## [抜粋]
* * *
70年代半ば、宇都宮高校の「進学資料」に理三合格者に記録が残っている。「一年から群を抜いた実力を発揮し、校外模試においても全国の中で常に最上位にあった。一年時から毎日五時間の勉強を確保し、(略)休み中は各教科あわせて十二時間の勉強をした」(『宇都宮高校百年誌』、79年)。87年、大学入試センターは、「共通一次試験のトップは地方の現役の女子高生で792点(800点満点)」と発表した。該当者が1人いた。富山県立富山中部高校の女子生徒Yさんである。彼女は東大理三、京大医学部に合格した(当時はダブル受験が可能)。

 02年、山形東から理三合格のKさんは浪人生活が長かった。「僕ほどふざけた人間もいないでしょう。なんせ、7浪ですから。なかなかできることじゃありません」(『天才たちのメッセージ 東大理III 2002』 エール出版)。

 04 年、土佐塾高校出身のHさんは現役で理三合格したが入学を辞退。後期試験で京大理学部を受けて合格し入学した。Hさんは中学受験で灘、愛光に受かったが土佐塾へ進む。高校2年、3年の時、数学オリンピックに出場。3年で銀賞(上位4分の1)を獲得する。Hさんはこう話す。「申し訳ないんですが記念受験というやつです。(略)これからは存分に数学の研究をやっていくつもりです。理IIIに合格された人たちも頑張って医学の道を進んでください」(『天才たちのメッセージ 東大理III 2004』)。

 08年、盛岡第一から現役で2人が合格した。うち1人、Eさんが語る。「学校がすごく力を入れて指導してくれましたから、ほとんど学校の教材を使って勉強していました」(『天才たちのメッセージ 東大理III 2008』)。東大合格校御用達の鉄緑会もENAもない地方公立高校の理三受験生にとってこれほど勇気づけられることはない。

 理三女子二題。13年、豊島岡学園女子出身のAさんが15年に準ミスユニバースに、18年、岡崎高校から入学したWさんがミス日本準グランプリに選ばれた。2000年代以降、理三の女子比率は文一を凌ぐようになる。
* * *
## [データ抜粋]
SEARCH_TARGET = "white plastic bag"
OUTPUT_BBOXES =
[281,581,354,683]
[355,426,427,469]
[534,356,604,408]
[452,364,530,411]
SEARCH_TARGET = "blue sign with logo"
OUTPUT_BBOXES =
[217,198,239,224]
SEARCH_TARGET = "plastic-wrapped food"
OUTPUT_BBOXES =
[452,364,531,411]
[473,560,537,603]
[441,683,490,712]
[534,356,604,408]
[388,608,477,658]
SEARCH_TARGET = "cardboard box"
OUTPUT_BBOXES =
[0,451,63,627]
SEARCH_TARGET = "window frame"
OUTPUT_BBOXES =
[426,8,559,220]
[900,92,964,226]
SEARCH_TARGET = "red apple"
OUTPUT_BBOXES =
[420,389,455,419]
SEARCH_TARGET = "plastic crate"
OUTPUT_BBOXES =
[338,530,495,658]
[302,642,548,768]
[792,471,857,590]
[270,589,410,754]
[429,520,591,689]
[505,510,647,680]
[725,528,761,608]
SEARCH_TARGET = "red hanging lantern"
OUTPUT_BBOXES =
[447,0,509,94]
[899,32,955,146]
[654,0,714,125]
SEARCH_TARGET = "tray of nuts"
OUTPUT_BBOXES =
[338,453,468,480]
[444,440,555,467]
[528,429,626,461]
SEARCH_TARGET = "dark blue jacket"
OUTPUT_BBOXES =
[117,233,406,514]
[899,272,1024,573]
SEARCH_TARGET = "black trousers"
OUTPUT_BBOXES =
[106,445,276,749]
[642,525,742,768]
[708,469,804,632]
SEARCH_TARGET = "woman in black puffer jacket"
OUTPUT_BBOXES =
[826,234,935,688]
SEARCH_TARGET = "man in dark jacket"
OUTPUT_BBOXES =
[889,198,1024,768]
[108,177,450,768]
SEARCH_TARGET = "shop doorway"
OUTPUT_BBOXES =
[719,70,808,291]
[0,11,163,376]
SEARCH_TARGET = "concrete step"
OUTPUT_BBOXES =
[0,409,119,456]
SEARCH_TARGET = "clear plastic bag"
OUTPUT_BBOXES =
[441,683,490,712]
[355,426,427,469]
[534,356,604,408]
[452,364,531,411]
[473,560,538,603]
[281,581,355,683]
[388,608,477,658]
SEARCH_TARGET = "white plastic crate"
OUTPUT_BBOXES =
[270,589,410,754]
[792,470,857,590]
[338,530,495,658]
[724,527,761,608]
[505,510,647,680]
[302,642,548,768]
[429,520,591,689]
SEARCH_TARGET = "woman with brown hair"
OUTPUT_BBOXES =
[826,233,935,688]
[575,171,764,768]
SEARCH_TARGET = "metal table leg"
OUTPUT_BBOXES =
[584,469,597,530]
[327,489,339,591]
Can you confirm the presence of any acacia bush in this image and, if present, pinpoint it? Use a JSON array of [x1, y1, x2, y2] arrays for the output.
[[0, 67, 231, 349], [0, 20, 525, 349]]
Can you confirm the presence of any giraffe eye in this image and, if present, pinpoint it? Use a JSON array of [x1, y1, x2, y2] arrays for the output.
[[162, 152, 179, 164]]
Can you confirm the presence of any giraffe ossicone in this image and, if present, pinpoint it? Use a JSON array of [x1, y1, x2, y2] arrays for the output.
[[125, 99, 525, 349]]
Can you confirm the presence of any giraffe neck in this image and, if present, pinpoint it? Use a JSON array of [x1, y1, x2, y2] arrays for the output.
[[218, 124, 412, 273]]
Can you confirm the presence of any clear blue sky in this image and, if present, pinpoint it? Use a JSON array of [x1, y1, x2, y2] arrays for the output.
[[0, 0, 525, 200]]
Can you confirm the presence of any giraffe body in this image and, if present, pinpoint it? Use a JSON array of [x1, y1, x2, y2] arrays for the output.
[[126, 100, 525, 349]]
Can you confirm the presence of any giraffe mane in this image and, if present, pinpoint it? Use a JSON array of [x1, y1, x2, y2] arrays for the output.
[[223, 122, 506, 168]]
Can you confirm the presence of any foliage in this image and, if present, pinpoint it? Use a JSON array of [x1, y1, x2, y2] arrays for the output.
* * *
## [指示 1]
理三合格者に関する抜粋によると、87年に大学入試センターが発表した共通一次試験のトップの得点は何点ですか。
## [指示 2]
理三合格者に関する抜粋から、「70年代半ば、宇都宮高校の「」を含む語句で始まり「東大理III 2002』 エール出版)。」で終わる部分を書き写してください。
## [指示 3]
理三合格者に関する抜粋で、08年に盛岡第一から現役合格したEさんがほとんど学校の教材を使って勉強していたのはなぜですか。1〜3文で説明してください。

## [実行結果 1]
792点(800点満点)です。

## [実行結果 2]
70年代半ば、宇都宮高校の「進学資料」に理三合格者に記録が残っている。「一年から群を抜いた実力を発揮し、校外模試においても全国の中で常に最上位にあった。一年時から毎日五時間の勉強を確保し、(略)休み中は各教科あわせて十二時間の勉強をした」(『宇都宮高校百年誌』、79年)。87年、大学入試センターは、「共通一次試験のトップは地方の現役の女子高生で792点(800点満点)」と発表した。該当者が1人いた。富山県立富山中部高校の女子生徒Yさんである。彼女は東大理三、京大医学部に合格した(当時はダブル受験が可能)。

 02年、山形東から理三合格のKさんは浪人生活が長かった。「僕ほどふざけた人間もいないでしょう。なんせ、7浪ですから。なかなかできることじゃありません」(『天才たちのメッセージ 東大理III 2002』 エール出版)。

## [実行結果 3]
学校がすごく力を入れて指導してくれたからだと、Eさん自身が語っています。